----- DATA EXTRACT
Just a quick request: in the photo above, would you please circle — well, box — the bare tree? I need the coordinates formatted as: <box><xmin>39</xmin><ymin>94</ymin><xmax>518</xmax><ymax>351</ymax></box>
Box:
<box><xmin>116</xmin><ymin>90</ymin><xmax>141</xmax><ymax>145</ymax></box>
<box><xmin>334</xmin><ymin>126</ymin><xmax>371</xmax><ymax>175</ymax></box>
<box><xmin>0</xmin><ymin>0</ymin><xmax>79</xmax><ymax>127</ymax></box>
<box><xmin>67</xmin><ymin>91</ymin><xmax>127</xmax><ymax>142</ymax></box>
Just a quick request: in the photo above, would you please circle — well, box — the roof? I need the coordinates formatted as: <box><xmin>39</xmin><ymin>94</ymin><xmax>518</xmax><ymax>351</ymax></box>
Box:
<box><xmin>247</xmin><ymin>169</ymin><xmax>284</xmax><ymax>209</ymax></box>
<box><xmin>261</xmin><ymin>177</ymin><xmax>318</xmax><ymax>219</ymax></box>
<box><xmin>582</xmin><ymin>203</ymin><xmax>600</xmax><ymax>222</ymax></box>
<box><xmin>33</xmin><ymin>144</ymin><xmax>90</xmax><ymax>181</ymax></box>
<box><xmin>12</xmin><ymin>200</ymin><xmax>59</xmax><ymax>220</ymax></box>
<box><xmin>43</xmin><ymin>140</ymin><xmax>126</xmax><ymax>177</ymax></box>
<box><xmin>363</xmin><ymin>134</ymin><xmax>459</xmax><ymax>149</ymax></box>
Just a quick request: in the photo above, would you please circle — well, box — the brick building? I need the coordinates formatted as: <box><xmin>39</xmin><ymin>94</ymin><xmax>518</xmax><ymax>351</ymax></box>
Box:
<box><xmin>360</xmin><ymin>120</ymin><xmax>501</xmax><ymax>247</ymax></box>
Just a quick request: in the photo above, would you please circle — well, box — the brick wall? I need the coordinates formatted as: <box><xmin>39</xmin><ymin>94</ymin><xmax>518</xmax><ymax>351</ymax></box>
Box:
----------
YOUR TASK: Write out every line of the data exactly, leaving nothing out.

EXERCISE SOLUTION:
Just a quick request: in the photo above, would you please circle — well, box — the bare tree? I need the coordinates formatted as: <box><xmin>39</xmin><ymin>94</ymin><xmax>518</xmax><ymax>351</ymax></box>
Box:
<box><xmin>116</xmin><ymin>90</ymin><xmax>141</xmax><ymax>145</ymax></box>
<box><xmin>334</xmin><ymin>126</ymin><xmax>371</xmax><ymax>175</ymax></box>
<box><xmin>0</xmin><ymin>0</ymin><xmax>79</xmax><ymax>127</ymax></box>
<box><xmin>67</xmin><ymin>91</ymin><xmax>127</xmax><ymax>142</ymax></box>
Just a quick request: in the photo above, would you please circle — well, box — the roof? I need the coordinates formatted as: <box><xmin>39</xmin><ymin>94</ymin><xmax>518</xmax><ymax>351</ymax></box>
Box:
<box><xmin>247</xmin><ymin>169</ymin><xmax>284</xmax><ymax>209</ymax></box>
<box><xmin>261</xmin><ymin>177</ymin><xmax>318</xmax><ymax>219</ymax></box>
<box><xmin>582</xmin><ymin>203</ymin><xmax>600</xmax><ymax>222</ymax></box>
<box><xmin>33</xmin><ymin>144</ymin><xmax>90</xmax><ymax>181</ymax></box>
<box><xmin>12</xmin><ymin>200</ymin><xmax>59</xmax><ymax>220</ymax></box>
<box><xmin>43</xmin><ymin>140</ymin><xmax>126</xmax><ymax>177</ymax></box>
<box><xmin>363</xmin><ymin>134</ymin><xmax>459</xmax><ymax>149</ymax></box>
Just a quick request: in the photo above, would you please circle — well, box — the brick building? I need the coordinates formatted as: <box><xmin>39</xmin><ymin>94</ymin><xmax>518</xmax><ymax>351</ymax></box>
Box:
<box><xmin>360</xmin><ymin>120</ymin><xmax>501</xmax><ymax>247</ymax></box>
Just a quick request: in the photo above, would you please circle — well, box — the brick wall? I need the coordinates formatted as: <box><xmin>39</xmin><ymin>94</ymin><xmax>518</xmax><ymax>351</ymax></box>
Box:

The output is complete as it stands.